- TASK TO COMPLETE
Return, exactly, the line that contains "91, row 361." together with all lines after it to the end of the entries, and no further lines.
[MATERIAL SHOWN]
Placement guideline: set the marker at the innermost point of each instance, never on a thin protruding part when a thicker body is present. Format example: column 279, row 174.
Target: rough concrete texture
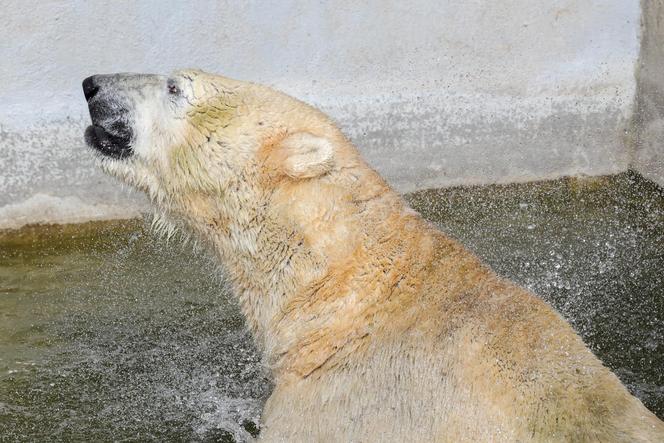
column 649, row 116
column 433, row 93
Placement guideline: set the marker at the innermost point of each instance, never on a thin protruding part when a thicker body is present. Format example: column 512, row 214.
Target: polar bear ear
column 304, row 155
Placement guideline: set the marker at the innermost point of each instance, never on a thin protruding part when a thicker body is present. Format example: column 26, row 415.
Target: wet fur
column 375, row 325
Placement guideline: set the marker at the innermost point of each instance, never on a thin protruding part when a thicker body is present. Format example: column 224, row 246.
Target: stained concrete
column 433, row 93
column 649, row 117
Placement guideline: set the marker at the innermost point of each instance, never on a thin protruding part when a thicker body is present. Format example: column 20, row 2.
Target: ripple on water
column 107, row 333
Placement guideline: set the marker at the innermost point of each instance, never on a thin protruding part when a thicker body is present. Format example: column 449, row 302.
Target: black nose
column 90, row 88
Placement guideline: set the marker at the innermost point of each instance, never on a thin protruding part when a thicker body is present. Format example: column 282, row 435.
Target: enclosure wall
column 433, row 93
column 649, row 118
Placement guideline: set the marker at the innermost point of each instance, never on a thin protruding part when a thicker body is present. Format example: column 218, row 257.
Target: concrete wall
column 649, row 117
column 434, row 93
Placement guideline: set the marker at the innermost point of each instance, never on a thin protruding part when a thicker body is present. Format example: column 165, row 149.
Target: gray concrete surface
column 649, row 117
column 434, row 93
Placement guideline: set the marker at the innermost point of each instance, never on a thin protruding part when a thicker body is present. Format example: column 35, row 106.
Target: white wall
column 433, row 92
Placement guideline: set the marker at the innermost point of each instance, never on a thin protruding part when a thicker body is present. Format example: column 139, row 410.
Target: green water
column 110, row 334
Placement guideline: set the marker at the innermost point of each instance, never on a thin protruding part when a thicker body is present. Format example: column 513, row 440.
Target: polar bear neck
column 284, row 248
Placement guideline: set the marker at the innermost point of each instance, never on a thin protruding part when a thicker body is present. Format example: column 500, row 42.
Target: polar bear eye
column 173, row 89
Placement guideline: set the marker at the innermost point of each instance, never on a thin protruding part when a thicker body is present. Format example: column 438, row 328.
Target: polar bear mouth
column 108, row 144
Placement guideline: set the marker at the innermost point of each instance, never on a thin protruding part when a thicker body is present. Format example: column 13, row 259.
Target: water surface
column 108, row 333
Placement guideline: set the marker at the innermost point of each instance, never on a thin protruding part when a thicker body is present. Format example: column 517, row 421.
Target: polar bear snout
column 110, row 133
column 90, row 87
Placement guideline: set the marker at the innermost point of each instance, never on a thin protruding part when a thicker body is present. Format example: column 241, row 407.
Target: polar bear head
column 193, row 134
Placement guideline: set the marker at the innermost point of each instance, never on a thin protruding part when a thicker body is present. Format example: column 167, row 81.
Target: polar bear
column 375, row 325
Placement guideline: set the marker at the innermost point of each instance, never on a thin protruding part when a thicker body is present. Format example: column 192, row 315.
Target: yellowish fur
column 375, row 325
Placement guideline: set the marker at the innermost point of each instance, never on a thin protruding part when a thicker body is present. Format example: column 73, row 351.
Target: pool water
column 109, row 333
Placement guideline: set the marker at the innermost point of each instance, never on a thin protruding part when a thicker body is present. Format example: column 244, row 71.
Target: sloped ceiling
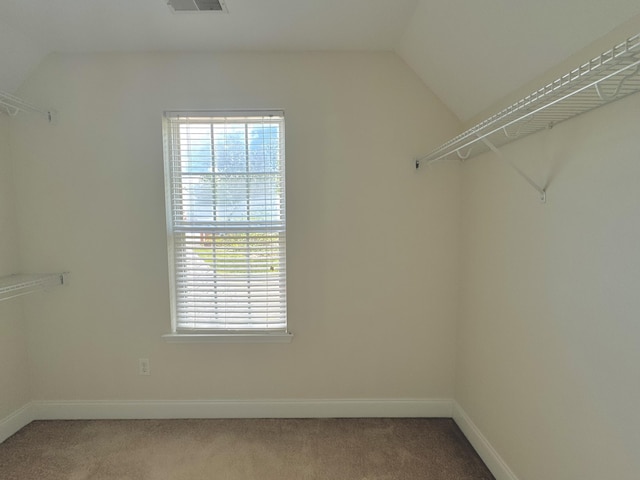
column 470, row 53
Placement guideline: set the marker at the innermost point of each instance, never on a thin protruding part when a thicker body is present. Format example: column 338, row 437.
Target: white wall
column 14, row 370
column 548, row 350
column 372, row 245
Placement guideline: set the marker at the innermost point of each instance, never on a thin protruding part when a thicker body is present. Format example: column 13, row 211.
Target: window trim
column 215, row 335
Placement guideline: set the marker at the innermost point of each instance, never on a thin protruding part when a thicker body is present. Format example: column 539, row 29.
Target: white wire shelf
column 13, row 286
column 12, row 105
column 613, row 75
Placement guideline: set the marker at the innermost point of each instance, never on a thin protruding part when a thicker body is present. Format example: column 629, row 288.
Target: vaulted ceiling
column 470, row 53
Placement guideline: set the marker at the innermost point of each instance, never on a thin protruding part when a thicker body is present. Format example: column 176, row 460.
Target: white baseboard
column 489, row 455
column 289, row 408
column 15, row 421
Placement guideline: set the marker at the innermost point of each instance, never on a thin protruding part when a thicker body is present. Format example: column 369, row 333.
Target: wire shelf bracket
column 12, row 105
column 613, row 75
column 18, row 285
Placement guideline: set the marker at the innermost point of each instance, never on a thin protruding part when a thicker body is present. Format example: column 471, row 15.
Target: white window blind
column 225, row 186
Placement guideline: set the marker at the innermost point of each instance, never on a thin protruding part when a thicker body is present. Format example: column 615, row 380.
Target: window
column 225, row 188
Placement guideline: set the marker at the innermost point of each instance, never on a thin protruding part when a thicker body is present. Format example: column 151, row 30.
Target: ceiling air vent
column 198, row 6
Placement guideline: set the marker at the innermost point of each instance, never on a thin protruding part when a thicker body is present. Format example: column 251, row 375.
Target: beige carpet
column 265, row 449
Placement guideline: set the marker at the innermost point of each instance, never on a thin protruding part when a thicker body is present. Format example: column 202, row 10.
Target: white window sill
column 228, row 337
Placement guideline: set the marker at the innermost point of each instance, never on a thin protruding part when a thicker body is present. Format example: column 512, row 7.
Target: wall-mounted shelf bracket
column 541, row 191
column 17, row 285
column 613, row 75
column 12, row 105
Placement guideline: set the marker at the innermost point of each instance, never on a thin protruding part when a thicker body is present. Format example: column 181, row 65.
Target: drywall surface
column 548, row 340
column 14, row 371
column 372, row 245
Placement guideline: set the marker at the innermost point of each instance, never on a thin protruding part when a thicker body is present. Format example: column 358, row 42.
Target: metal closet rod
column 580, row 90
column 12, row 105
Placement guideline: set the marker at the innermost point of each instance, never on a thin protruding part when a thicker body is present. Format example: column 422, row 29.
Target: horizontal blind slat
column 227, row 220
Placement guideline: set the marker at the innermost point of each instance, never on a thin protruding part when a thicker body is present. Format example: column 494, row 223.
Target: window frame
column 172, row 153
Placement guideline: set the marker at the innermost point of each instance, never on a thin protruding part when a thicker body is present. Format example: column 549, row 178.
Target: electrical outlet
column 143, row 366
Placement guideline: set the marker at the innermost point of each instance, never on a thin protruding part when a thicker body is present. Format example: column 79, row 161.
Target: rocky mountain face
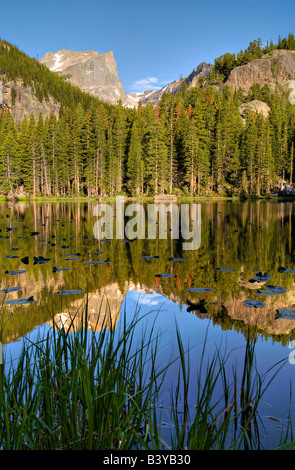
column 276, row 69
column 20, row 101
column 154, row 97
column 93, row 73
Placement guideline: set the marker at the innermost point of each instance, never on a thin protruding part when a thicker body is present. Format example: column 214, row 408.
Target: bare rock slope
column 93, row 73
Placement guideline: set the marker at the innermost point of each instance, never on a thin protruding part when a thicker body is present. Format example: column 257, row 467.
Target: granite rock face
column 93, row 73
column 201, row 71
column 24, row 102
column 276, row 69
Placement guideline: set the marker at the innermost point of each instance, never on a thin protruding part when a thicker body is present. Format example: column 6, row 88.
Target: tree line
column 193, row 143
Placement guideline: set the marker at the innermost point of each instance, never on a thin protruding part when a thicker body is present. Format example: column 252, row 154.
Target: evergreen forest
column 194, row 143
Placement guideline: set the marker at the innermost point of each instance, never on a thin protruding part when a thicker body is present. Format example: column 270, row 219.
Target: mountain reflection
column 236, row 240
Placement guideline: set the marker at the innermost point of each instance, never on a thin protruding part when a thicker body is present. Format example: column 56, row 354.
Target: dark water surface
column 48, row 250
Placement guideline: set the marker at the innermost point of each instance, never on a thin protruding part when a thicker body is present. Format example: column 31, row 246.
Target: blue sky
column 154, row 42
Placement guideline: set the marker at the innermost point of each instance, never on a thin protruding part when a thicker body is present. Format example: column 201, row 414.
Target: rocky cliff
column 276, row 69
column 201, row 71
column 93, row 73
column 21, row 101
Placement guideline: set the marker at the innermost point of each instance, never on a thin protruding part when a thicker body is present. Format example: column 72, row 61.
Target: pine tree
column 135, row 162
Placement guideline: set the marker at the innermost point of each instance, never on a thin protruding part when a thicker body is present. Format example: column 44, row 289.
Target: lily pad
column 286, row 270
column 40, row 260
column 164, row 275
column 11, row 289
column 54, row 269
column 253, row 303
column 96, row 262
column 285, row 313
column 260, row 277
column 199, row 289
column 69, row 292
column 176, row 259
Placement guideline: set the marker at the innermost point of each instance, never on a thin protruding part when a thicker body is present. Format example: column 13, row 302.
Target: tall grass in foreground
column 81, row 390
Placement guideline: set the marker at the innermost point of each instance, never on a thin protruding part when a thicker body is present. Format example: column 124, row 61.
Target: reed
column 76, row 389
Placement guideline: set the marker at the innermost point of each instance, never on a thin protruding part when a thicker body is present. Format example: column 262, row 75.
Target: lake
column 198, row 272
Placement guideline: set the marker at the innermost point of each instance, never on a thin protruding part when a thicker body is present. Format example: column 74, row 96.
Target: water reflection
column 50, row 248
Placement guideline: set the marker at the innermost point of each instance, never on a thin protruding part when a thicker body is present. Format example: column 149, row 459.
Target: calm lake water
column 48, row 249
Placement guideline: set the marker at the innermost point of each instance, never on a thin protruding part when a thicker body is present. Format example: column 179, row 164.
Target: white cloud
column 147, row 83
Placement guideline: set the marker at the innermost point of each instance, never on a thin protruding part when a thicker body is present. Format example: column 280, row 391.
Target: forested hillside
column 194, row 143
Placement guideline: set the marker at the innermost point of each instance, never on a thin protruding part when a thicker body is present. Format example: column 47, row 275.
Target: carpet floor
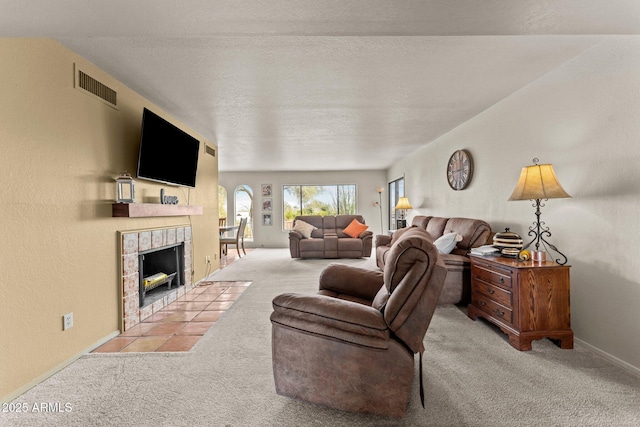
column 473, row 377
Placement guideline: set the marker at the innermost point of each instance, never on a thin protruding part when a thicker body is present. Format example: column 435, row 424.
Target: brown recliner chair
column 352, row 345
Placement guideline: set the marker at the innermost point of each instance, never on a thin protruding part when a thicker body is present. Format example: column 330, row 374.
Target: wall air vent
column 92, row 86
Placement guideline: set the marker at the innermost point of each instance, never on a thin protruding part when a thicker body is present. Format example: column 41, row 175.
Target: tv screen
column 167, row 154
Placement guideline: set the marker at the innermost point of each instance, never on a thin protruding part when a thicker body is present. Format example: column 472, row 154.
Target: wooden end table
column 527, row 300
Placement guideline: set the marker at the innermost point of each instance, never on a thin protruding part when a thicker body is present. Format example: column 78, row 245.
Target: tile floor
column 180, row 325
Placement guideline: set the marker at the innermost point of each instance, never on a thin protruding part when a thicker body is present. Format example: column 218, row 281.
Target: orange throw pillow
column 355, row 228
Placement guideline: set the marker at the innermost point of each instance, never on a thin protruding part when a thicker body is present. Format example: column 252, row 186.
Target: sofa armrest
column 382, row 240
column 346, row 279
column 331, row 317
column 295, row 235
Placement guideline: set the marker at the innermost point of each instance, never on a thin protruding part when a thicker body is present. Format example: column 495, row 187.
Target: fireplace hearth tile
column 130, row 243
column 145, row 344
column 181, row 316
column 144, row 241
column 156, row 239
column 130, row 265
column 208, row 316
column 171, row 236
column 179, row 343
column 165, row 328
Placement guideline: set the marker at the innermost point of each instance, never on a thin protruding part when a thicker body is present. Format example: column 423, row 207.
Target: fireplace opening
column 160, row 271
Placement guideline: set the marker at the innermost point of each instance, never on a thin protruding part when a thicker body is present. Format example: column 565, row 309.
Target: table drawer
column 493, row 308
column 492, row 277
column 495, row 293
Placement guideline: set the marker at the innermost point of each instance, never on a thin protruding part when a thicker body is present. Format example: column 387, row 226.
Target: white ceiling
column 323, row 85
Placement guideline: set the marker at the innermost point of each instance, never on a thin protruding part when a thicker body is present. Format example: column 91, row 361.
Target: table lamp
column 539, row 182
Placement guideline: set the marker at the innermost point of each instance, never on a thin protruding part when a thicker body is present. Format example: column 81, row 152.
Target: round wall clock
column 459, row 170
[/MATERIAL SHOWN]
- REPLY TO THE EXERCISE
Placement guideline: set the marker at the innermost point of each instance, never on a thin protruding part when a thicker body is present. Format example: column 91, row 361.
Target: table lamp
column 539, row 182
Placement guideline: set the marker at the innermost point of each instance, never on a thin protruding part when a thicker body is present. Format example: column 81, row 152.
Target: round wall clock
column 459, row 170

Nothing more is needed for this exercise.